(Data items)
------------------------------------

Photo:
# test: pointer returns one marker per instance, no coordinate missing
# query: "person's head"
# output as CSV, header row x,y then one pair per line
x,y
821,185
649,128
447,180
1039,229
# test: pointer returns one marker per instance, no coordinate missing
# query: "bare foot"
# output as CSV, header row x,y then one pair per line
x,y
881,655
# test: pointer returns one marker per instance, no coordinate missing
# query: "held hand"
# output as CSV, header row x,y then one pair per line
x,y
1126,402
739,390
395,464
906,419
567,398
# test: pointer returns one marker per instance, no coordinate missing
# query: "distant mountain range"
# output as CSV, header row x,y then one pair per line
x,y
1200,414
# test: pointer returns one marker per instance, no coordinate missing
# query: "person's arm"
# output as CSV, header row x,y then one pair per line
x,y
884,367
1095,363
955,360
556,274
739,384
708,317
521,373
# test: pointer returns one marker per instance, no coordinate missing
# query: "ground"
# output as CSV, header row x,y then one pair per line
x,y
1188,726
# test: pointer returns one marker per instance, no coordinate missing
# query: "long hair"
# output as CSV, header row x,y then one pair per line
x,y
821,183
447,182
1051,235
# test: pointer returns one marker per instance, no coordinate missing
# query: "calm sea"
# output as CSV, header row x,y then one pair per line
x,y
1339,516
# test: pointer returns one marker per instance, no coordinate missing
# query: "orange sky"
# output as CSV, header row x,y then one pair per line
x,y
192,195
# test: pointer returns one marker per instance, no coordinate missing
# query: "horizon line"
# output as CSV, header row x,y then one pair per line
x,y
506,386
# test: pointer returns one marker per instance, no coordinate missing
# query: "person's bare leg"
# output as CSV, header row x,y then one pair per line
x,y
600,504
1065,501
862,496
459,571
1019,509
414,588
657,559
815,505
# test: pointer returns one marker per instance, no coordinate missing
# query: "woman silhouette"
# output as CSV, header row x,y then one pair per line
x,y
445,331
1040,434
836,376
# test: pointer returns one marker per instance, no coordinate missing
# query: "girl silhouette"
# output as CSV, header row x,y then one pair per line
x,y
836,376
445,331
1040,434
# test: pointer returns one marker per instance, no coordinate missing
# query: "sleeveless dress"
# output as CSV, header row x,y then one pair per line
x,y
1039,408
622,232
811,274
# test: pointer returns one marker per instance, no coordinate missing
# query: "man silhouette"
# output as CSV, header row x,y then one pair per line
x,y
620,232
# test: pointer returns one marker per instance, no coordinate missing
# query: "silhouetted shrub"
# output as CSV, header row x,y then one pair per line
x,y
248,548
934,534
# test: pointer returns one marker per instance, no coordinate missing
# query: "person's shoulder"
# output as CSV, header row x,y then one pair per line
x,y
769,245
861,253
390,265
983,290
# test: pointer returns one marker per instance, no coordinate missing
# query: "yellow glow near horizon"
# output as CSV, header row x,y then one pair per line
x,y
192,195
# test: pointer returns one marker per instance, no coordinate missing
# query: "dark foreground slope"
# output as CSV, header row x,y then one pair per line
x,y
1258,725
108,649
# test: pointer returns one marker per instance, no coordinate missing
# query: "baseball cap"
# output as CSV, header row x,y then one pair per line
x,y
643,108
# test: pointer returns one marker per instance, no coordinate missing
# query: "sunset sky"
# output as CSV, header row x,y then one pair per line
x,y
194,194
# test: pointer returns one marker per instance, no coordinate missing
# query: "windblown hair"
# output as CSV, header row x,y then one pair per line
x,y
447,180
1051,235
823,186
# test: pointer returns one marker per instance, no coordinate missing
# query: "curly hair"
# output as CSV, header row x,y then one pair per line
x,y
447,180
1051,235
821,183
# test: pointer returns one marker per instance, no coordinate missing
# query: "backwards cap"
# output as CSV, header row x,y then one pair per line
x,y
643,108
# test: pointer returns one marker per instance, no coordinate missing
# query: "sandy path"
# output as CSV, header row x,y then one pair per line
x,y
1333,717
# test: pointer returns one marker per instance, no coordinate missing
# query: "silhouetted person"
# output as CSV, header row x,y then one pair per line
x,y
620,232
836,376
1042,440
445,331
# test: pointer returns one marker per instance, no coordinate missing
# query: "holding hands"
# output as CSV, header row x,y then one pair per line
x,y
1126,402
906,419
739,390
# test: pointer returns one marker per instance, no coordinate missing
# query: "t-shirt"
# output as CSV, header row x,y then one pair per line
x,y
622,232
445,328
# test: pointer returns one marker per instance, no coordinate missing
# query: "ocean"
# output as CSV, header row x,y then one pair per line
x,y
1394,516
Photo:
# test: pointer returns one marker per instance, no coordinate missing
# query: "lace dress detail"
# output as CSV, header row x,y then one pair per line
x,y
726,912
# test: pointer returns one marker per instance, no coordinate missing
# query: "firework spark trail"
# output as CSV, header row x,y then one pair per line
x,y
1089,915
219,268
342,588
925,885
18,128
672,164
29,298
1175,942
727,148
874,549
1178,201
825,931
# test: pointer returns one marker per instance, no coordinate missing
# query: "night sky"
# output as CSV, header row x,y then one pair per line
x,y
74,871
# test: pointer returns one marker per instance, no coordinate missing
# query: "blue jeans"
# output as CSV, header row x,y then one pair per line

------------------------------------

▸ **Goal of the exercise**
Which lines in the records above contain the string "person", matching case exactly? Copy each of those lines.

▸ **Task solution**
# query: "person's head"
# query: "person's arm"
# query: "person's bare leg"
# query: "person's shoulder"
# query: "silhouetted person"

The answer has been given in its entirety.